### Required actions
A: Using the limitations text, decide whether each statement agrees with it: (i) RSC generates its scenarios with Gemini-2.5-Pro; (ii) the Grounding DINO comparison relies on oracle category inputs; (iii) satellite imagery is among the image domains the benchmark is built from. For each, give yes or no and quote the deciding words of the text.
B: Retype everything in the limitations text from "Limitations and cautions" down to "harder scenario-comprehension problem.".

### Given passage

# # # #

Limitations and cautions
- ScenGround's out-of-distribution category naming accuracy is still close to the untuned baseline, which usefully separates semantic naming from spatial grounding; the strong localization gains suggest the curriculum is already improving an important part of the harder scenario-comprehension problem.
- RSC uses GPT-4o to generate scenarios and Gemini-2.5-Pro as a quality judge, with a human audit validating a sampled subset; broader human review could further strengthen the benchmark, but the reported 95.7 percent majority-vote accuracy and high agreement provide reassuring evidence that the annotations are reliable.
- RSC currently focuses on static, single-object, exocentric grounding, which makes the benchmark precise and analyzable; multi-object, temporal, and interactive grounding are natural extensions that build on the same scenario-comprehension idea.
- The Grounding DINO comparison uses oracle category inputs, so it is best read as an informative upper-bound reference rather than a direct deployment comparison; this still helps clarify how much of the challenge comes from scenario understanding versus object localization.
- The benchmark is built from MS-COCO and LVIS natural images, leaving other domains such as medical images, GUIs, and satellite imagery for future study; within its chosen domain, the in-domain and out-of-distribution splits already reveal a meaningful evaluation gap.

# # # #

### Extracted material
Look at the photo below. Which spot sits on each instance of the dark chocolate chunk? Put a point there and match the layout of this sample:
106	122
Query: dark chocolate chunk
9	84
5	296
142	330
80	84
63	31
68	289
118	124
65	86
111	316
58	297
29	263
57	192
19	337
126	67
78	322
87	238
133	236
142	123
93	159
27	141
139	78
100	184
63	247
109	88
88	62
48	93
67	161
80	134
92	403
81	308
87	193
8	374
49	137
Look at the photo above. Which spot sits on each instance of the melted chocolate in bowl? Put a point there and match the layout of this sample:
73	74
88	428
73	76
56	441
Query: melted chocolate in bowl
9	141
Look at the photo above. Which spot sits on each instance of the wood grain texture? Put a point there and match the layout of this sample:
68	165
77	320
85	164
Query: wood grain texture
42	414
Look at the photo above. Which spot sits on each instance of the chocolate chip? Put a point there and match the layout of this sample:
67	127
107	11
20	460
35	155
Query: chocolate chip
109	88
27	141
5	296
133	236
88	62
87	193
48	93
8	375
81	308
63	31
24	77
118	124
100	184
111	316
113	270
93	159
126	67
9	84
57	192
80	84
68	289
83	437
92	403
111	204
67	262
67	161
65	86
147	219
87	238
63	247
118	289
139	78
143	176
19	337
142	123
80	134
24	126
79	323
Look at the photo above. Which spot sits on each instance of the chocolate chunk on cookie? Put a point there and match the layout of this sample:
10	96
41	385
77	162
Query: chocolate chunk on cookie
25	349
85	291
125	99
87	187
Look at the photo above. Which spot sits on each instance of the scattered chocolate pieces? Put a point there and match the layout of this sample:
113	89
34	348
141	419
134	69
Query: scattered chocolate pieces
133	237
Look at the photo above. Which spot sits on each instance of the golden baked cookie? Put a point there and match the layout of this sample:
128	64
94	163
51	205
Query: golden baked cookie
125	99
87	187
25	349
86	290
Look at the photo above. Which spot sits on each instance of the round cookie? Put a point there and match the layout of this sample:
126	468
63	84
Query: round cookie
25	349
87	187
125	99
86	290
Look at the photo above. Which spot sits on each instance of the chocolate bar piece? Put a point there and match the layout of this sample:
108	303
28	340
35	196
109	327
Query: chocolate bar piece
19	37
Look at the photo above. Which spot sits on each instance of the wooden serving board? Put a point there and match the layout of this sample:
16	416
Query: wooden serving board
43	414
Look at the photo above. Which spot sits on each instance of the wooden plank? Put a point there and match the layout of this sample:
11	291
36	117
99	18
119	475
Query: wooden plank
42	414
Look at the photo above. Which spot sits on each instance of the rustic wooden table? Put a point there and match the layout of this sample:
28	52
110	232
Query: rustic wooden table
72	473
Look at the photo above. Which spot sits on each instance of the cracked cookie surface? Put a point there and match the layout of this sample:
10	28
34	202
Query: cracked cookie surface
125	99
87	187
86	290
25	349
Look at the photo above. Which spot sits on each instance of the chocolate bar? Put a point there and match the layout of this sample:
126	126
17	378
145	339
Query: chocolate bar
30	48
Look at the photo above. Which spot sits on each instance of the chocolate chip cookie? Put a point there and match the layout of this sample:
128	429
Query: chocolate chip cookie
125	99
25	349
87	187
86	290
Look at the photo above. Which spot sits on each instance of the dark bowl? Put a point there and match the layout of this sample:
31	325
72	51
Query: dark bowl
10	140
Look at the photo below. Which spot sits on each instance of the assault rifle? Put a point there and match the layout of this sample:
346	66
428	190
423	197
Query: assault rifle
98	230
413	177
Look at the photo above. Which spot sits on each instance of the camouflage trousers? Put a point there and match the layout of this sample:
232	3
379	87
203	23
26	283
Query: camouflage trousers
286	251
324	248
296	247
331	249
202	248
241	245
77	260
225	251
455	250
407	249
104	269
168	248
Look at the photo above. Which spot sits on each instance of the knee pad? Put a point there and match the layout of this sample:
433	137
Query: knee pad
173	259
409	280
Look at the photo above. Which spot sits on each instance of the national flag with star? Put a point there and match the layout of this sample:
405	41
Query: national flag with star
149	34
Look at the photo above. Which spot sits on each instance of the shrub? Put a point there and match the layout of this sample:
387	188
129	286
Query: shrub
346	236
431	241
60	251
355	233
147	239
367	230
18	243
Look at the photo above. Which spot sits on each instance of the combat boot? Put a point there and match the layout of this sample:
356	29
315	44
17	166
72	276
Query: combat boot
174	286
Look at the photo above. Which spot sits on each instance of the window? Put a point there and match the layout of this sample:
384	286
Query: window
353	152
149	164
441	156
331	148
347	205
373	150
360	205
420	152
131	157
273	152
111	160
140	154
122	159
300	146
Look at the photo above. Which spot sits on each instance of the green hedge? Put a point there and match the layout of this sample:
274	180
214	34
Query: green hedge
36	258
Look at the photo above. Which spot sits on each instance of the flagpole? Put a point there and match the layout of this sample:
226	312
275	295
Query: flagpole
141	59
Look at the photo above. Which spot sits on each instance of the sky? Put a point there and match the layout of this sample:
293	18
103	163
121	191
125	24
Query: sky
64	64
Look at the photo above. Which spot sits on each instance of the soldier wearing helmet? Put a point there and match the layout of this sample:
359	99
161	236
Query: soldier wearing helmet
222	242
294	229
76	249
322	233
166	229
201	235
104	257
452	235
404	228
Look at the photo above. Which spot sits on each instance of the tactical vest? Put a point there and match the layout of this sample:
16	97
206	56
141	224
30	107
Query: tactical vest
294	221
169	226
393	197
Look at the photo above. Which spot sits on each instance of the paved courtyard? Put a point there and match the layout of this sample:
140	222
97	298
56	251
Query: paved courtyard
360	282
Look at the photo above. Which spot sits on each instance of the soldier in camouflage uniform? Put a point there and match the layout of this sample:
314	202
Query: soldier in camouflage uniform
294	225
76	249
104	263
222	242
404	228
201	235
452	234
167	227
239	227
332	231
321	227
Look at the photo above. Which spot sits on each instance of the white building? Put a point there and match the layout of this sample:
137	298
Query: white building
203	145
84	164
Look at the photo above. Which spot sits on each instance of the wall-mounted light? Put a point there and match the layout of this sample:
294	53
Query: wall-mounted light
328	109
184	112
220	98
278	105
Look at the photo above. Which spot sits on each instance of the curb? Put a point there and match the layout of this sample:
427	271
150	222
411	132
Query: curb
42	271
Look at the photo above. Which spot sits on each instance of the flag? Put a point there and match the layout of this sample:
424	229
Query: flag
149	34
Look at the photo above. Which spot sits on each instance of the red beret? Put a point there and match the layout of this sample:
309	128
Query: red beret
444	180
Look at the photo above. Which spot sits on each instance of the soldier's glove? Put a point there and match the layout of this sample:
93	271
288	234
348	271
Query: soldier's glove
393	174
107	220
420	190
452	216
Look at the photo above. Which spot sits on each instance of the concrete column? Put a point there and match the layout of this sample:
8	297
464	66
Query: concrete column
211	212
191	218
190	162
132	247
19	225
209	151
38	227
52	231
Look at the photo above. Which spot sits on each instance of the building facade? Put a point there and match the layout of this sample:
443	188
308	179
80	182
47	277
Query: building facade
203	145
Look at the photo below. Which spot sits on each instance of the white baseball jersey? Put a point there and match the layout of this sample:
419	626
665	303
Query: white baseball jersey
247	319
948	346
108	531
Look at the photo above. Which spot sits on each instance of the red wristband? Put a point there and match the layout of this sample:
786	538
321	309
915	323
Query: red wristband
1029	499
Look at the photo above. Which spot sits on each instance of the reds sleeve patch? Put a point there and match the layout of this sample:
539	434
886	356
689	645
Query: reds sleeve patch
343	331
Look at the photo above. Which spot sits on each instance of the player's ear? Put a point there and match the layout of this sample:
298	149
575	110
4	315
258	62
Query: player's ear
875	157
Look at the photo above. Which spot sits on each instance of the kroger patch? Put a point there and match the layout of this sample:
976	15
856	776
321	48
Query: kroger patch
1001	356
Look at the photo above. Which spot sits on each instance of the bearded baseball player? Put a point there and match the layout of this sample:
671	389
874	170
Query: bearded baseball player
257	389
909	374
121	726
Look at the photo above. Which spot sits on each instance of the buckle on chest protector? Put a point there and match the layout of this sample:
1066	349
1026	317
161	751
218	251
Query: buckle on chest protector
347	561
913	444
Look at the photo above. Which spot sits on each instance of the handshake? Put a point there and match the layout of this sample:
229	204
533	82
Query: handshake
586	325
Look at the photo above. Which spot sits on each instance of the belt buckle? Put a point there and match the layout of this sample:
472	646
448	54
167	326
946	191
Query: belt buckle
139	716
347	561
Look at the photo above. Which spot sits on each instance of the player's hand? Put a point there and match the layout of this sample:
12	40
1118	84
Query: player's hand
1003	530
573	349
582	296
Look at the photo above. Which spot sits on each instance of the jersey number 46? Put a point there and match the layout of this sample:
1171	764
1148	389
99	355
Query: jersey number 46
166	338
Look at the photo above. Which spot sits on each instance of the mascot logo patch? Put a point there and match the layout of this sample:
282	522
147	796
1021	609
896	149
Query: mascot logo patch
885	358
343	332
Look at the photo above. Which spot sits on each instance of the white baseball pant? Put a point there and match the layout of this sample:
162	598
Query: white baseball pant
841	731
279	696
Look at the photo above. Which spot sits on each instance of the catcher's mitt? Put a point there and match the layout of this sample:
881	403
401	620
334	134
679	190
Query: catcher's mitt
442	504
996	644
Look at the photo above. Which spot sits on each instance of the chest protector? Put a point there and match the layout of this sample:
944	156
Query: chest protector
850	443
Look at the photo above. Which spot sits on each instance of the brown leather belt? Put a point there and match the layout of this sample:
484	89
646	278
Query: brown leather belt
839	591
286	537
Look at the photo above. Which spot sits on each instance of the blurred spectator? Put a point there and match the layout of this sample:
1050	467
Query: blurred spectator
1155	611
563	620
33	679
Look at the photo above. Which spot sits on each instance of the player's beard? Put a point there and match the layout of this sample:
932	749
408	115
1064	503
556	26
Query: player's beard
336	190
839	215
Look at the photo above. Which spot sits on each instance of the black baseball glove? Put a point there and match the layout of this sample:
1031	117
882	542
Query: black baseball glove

# # # #

### Responses per task
A:
(i) No: "RSC uses GPT-4o to generate scenarios and Gemini-2.5-Pro as a quality judge"
(ii) Yes: "The Grounding DINO comparison uses oracle category inputs"
(iii) No: "leaving other domains such as medical images, GUIs, and satellite imagery for future study"

B:
Limitations and cautions
- ScenGround's out-of-distribution category naming accuracy is still close to the untuned baseline, which usefully separates semantic naming from spatial grounding; the strong localization gains suggest the curriculum is already improving an important part of the harder scenario-comprehension problem.